* [Work to be completed]: Extend the text on vegan art supplies below, picking up after its final sentence.

* [Excerpted text]:
Many art materials are made with animal products: you have squirrel hair being used for paintbrushes, and some art papers are coated with gelatin. Many watercolour paints use ox blood and other animal ingredients in some of the colours, and you can even find some children’s crayons made with pork. If you like to get creative, here are some sustainable and vegan-friendly alternatives.
Watercolor Life is a gorgeous book by London artist Emma Block, showing the simplicity of watercolours – a basic palette of paints, a few brushes and nice thick paper. This book has 40 lessons to help you explore techniques, build creative confidence and discover a unique style of painting. Learn how to paint people, plants and animals and create washes. Includes colour theory 101 to create your own art, and a techniques glossary.
Eco Watercolours & Vegan Brushes
Dana’s Wonder Forest Watercolour Brush Set. Designed to last years (so worth the ship from Canada), these brushes have quality synthetic tips pointed to razor precision for the finest detail. Sold in a set of 6 with premium slim comfortable wooden handles, Dana also sells a Wash Brush. The plastic cover can be recycled in supermarket bins.
Kaia Natural Watercolor Paints are what every earth-conscious artist has been looking for: a palette of beautiful watercolours that are kind to the earth and animals. Made with love in The Netherlands, these superior quality paints contain 85% to 90% pigment (compared to 10% to 40% pigments for conventional paints). So you need less to use more colour, so they don’t work out any more expensive. Most watercolours contain chemicals and some even contain carmine (from beetles), honey, animal glycerine and ox gall (from cow’s liver).

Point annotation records

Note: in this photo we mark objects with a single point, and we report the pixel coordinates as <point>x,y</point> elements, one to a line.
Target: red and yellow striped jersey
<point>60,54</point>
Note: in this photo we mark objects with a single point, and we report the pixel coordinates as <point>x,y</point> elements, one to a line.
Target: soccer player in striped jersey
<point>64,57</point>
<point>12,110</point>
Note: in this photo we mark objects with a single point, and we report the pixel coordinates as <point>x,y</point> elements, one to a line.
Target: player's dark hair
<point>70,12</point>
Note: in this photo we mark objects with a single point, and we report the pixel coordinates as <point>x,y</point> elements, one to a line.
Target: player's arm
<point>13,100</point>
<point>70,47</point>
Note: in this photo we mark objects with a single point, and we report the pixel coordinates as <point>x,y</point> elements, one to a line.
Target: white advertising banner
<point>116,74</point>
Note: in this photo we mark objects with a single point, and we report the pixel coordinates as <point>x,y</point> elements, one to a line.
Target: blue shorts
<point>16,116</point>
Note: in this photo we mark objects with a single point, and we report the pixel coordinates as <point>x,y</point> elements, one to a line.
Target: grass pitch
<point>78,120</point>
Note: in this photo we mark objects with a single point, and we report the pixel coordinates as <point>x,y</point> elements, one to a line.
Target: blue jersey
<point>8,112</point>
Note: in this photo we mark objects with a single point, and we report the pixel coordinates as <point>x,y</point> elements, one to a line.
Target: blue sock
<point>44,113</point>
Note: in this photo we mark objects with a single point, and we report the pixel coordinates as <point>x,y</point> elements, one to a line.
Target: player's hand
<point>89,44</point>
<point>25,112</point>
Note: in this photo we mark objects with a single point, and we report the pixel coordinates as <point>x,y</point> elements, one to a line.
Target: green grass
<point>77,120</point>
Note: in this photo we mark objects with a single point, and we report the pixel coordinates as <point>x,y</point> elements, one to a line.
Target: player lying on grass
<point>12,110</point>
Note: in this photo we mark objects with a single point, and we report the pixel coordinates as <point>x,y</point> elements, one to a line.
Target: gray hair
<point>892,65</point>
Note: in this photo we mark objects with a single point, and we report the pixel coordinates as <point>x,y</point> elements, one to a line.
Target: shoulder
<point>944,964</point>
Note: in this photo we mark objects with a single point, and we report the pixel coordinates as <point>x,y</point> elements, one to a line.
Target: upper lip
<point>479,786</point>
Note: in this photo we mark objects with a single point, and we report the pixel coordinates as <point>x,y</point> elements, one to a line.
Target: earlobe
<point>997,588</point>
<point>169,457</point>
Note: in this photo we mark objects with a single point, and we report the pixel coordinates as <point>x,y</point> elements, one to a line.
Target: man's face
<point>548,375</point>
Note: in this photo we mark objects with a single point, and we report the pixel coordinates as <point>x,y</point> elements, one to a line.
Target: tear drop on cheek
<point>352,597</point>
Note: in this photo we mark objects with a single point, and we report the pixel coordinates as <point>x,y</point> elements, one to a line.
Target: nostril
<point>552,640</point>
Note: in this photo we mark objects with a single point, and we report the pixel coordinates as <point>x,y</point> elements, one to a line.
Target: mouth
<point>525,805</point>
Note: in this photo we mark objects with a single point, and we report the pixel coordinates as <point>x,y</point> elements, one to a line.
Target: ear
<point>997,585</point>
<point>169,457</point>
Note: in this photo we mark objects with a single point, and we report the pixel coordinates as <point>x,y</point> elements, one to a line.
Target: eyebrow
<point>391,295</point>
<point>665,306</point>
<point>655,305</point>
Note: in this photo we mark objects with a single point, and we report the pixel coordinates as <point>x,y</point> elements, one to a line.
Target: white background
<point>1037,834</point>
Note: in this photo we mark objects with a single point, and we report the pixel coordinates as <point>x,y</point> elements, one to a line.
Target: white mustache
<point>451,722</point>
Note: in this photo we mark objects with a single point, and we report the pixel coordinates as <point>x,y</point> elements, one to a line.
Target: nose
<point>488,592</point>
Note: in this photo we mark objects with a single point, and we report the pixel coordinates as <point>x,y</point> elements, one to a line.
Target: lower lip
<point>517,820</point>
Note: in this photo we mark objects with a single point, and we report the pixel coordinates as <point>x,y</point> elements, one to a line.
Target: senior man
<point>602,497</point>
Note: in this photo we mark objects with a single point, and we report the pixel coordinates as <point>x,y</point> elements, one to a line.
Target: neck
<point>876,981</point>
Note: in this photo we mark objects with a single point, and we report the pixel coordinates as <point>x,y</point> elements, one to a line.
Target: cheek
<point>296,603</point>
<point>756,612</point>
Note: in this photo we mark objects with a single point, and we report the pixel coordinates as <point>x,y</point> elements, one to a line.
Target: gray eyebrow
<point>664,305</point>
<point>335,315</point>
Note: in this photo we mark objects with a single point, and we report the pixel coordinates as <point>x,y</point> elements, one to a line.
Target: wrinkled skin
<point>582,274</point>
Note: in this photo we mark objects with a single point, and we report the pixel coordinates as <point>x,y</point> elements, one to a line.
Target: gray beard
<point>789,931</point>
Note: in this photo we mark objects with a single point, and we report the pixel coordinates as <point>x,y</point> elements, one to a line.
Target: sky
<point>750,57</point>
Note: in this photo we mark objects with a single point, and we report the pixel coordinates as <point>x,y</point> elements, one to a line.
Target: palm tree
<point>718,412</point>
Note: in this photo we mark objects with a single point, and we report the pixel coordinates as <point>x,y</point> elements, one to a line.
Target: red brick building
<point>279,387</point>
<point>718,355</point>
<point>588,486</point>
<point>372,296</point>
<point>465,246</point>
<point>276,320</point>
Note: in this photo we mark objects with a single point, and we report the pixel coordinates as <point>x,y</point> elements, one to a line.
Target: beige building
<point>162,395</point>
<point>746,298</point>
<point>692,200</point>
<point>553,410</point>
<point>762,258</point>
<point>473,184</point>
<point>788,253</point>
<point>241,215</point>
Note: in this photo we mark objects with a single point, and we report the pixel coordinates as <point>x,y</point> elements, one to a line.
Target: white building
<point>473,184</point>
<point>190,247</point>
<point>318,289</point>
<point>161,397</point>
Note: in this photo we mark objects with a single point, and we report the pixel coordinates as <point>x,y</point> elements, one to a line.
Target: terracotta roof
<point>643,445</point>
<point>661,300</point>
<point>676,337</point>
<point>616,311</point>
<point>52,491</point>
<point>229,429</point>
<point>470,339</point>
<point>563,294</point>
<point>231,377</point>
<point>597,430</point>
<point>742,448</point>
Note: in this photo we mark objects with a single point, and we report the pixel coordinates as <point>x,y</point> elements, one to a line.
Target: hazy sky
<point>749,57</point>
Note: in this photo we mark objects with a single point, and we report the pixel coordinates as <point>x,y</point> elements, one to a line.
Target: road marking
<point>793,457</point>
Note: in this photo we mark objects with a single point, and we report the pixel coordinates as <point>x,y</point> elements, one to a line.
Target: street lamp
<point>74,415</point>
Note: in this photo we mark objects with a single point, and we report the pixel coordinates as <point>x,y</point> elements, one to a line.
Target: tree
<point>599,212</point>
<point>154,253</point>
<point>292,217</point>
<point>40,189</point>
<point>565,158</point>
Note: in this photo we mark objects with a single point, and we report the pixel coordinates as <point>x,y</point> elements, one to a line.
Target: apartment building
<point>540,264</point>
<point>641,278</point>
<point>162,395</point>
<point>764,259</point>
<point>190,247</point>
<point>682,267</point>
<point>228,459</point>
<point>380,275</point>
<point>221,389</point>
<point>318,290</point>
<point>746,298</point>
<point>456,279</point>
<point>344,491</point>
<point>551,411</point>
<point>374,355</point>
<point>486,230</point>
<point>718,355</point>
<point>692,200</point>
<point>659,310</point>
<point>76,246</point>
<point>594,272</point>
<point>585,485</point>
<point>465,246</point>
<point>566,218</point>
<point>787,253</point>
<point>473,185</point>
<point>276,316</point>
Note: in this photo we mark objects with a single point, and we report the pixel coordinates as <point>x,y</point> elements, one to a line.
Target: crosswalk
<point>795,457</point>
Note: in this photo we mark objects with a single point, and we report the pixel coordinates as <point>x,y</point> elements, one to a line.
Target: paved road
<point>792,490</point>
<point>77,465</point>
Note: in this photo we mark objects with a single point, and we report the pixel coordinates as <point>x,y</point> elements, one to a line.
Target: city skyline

* [Task output]:
Packed in sturdy cardboard boxes, the main box has 10 cups. All colours are transparent, bar Ochre Yellow and Rust Red (semi-transparent). The paints are made from earth pigments (crushed rock) or white clay (with vegetable dyes). This means they also don’t contain plastic microbeads that end up in our waterways. Kara suggests using these paints with 300gram plus of watercolour paper. Find sustainable brands at Strathmore or Fabriano Artistico (recycled paper) or Hemp watercolour paper.
Learn to Paint Watercolour Books
Birds, Bees & Blossom is a guide to botanical and animal watercolour painting. Botanical artist Harriet shows how to paint modern watercolour arts to treasure and share. With easy instructions for various levels, the book offers 30 projects to paint beautiful butterflies, bumblebees, birds and botanicals from around the world. In the final chapter, you’ll find a guide to composing stunning patterns and scenes with your own botanical watercolour creations. Use your new skills to make art for your wall, unique cards, invites or just paint for pleasure. Projects include:
- Bengal Tiger
- Chilean Flamingo
- Prickly Pear
- Garden Tiger Moth
- White-Tailed Deer
- Polar Bear
- Arctic Poppy
Watercolor for Relaxation offers 25 beginner-friendly projects to lclear your mind and let go of stress. Includes peaceful landscapes and tranquill abstract patterns.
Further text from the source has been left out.